[GIVEN EXERCISE]
In the passage on lending ratios and Ponzi schemes, roughly what return on equity does lending at 30 : 1 give on 5% loans?

[TEXT TO READ]
Start
Consider Amazon operated at a loss for years, ostensibly plowing all of its revenue into buying market share and striving to preempt competition while its stock rose on expectations of profits certain to come as its founder indicated would be the case. But suppose his model was flawed and Amazon went down as did so many other dot coms?
Then with the dot com frenzy in full swing, WERE there hucksters who had no intent of ever being profitable and intentionally just sold a story, churned some dollars for a while (as was, apparently, part of AOL's "business plan" for a while) go public and "diversify" the capital raised.
Or, more topically, did very savvy investment bankers REALLY think that they HAD invented something that made the "old" 5 : 1 lending ratio obsolete and that going out to 30 : 1 was a viable business practice?
Or? By offering returns far above the historical norm to their investors for selling what MANY insiders MUST have KNOWN was junk also guilty of running illegal Ponzi schemes? Or where they just frisky young capitalists willing to take just a bit more risk in order to maximize returns for their stockholders? Did they think they could reduce their exposure to risk, IF, or before asset prices flattened or fell?
By comparison, did Madoff, think, or hope that after "buying customers" with high returns and getting his fund to some size that he could catch up by lowering returns while maintaining most of his client base? Probably not, and I assume there are some rules against running funds in a manner that returns more than was earned in a given year.
But what of those lending at 30 : 1? That would make 5% loans yield something like 150% on equity. Would a CPA using generally accepted principles endorse such returns as "earnings?" or denounce them as lucky winnings from wild-azzed gambling? or outright fraud?
End
[RECORD LIST]
Start
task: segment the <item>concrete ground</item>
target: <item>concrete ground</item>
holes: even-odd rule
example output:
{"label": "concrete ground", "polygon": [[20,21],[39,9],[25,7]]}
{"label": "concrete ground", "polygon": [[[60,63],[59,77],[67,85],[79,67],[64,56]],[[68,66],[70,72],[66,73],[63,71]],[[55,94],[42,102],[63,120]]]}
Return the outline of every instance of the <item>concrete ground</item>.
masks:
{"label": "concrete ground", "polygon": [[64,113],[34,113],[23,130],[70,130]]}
End
[RESULT BELOW]
Something like 150% on equity.